====== RECORDS FOR THIS EXERCISE ======

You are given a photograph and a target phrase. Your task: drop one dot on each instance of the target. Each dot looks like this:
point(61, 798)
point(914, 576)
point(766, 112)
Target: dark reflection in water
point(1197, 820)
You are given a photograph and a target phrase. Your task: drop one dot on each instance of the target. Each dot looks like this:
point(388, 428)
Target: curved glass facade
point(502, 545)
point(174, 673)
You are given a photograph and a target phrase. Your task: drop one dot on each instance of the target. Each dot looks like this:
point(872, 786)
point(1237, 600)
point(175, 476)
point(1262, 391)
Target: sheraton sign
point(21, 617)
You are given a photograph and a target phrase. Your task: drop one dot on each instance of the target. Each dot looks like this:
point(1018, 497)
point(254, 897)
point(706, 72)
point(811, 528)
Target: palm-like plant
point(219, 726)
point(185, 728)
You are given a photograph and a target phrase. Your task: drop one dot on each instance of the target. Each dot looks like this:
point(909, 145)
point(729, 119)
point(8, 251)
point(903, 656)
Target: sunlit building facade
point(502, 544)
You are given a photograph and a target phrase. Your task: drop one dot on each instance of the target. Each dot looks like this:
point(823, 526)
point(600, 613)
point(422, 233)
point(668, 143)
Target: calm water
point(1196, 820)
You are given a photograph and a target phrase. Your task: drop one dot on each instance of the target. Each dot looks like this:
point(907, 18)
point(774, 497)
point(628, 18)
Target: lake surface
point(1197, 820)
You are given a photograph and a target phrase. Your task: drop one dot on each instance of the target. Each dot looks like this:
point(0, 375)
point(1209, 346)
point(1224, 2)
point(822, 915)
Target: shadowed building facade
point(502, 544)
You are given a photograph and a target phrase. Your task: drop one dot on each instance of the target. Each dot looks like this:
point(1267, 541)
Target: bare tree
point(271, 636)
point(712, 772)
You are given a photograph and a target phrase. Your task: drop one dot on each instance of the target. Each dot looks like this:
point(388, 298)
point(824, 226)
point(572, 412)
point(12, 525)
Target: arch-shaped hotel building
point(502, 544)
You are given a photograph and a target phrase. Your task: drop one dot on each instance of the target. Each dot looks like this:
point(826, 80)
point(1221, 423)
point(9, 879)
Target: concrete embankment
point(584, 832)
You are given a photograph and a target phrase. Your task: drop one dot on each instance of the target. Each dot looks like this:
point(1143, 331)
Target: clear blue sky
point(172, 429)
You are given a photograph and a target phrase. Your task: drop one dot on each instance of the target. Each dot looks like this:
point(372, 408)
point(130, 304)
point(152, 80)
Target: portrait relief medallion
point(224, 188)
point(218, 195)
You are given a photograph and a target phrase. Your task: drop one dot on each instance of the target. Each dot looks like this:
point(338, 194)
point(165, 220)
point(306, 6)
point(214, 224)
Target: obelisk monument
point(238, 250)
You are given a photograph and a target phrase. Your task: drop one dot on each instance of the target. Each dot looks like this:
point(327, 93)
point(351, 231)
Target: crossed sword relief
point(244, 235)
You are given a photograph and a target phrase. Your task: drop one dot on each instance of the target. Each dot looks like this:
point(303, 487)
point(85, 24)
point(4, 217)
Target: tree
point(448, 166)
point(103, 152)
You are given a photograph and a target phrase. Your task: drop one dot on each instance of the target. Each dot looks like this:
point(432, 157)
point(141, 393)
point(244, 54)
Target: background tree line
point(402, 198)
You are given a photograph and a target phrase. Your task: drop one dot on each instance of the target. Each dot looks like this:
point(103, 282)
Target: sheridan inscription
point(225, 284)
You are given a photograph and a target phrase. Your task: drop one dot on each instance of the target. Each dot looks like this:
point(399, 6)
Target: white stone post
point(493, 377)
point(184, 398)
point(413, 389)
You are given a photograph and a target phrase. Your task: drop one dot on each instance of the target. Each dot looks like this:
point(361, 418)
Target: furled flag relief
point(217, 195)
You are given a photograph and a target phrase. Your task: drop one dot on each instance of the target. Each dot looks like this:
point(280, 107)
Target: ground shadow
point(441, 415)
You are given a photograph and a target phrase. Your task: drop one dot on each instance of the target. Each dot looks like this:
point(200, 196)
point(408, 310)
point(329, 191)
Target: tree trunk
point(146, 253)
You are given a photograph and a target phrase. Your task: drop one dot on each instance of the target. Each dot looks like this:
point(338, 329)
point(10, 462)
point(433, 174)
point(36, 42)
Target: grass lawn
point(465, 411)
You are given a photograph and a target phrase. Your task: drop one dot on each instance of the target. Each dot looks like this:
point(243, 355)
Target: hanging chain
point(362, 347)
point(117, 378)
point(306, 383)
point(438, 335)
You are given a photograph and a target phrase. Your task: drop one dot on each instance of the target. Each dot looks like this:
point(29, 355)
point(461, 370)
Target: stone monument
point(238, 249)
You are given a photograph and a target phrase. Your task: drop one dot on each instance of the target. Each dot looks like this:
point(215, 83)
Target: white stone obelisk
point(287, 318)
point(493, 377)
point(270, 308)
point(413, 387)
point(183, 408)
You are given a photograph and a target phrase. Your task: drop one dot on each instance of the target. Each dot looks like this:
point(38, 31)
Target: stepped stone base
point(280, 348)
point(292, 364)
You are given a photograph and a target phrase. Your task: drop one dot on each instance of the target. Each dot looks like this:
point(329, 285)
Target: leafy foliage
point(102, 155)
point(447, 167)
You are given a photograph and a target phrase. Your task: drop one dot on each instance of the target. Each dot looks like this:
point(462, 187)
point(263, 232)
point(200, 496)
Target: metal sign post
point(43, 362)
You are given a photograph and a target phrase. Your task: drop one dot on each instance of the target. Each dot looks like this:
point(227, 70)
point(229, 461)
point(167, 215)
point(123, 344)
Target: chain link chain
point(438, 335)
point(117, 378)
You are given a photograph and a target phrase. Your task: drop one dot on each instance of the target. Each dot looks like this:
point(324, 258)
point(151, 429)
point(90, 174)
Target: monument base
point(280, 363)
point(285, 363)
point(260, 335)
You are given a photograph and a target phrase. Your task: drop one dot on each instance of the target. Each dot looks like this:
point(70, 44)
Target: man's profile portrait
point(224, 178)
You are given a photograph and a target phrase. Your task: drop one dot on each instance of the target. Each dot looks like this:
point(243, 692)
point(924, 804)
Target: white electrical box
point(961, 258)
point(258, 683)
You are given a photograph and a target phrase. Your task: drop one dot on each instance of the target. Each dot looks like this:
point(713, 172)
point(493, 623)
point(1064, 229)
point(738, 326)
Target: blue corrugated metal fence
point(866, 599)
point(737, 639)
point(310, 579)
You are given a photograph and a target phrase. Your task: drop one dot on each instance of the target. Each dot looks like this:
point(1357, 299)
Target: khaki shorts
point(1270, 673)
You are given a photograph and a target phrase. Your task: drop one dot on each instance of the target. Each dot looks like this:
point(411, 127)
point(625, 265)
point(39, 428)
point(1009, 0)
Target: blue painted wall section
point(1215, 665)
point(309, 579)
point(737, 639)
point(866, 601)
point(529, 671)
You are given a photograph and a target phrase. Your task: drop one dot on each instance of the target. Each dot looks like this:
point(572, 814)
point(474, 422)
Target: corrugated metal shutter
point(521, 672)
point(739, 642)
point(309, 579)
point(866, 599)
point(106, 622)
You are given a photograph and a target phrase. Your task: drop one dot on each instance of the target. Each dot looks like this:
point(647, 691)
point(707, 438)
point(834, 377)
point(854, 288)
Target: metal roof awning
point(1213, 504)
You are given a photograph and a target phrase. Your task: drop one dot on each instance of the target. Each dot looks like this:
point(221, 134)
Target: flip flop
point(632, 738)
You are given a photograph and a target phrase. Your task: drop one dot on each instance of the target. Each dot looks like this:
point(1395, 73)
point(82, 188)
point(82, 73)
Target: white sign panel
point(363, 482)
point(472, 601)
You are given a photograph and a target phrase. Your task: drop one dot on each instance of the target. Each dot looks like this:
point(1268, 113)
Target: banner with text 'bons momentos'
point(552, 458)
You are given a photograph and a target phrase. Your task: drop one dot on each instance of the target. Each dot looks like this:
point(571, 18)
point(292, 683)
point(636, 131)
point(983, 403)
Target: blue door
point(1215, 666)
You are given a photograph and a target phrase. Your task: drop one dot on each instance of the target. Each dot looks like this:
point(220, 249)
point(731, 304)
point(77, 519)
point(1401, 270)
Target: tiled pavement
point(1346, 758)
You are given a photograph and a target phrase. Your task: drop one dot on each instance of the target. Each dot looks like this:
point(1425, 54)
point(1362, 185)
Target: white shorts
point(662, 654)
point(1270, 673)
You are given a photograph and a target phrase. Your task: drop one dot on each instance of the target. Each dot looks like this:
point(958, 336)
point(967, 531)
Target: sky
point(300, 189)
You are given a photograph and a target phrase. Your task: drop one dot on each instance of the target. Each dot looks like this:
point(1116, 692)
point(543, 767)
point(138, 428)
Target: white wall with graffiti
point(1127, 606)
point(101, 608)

======

**WORK REQUIRED**: Scan the entries above for the line containing "point(36, 42)", and copy it and all lines after it exactly, down to and including the line containing "point(243, 355)".

**WRITTEN ANSWER**:
point(36, 42)
Target: grass lawn
point(465, 411)
You are given a photograph and a target phrase. Your task: drop one dot on each instance of the target. Each dot looks like this:
point(243, 355)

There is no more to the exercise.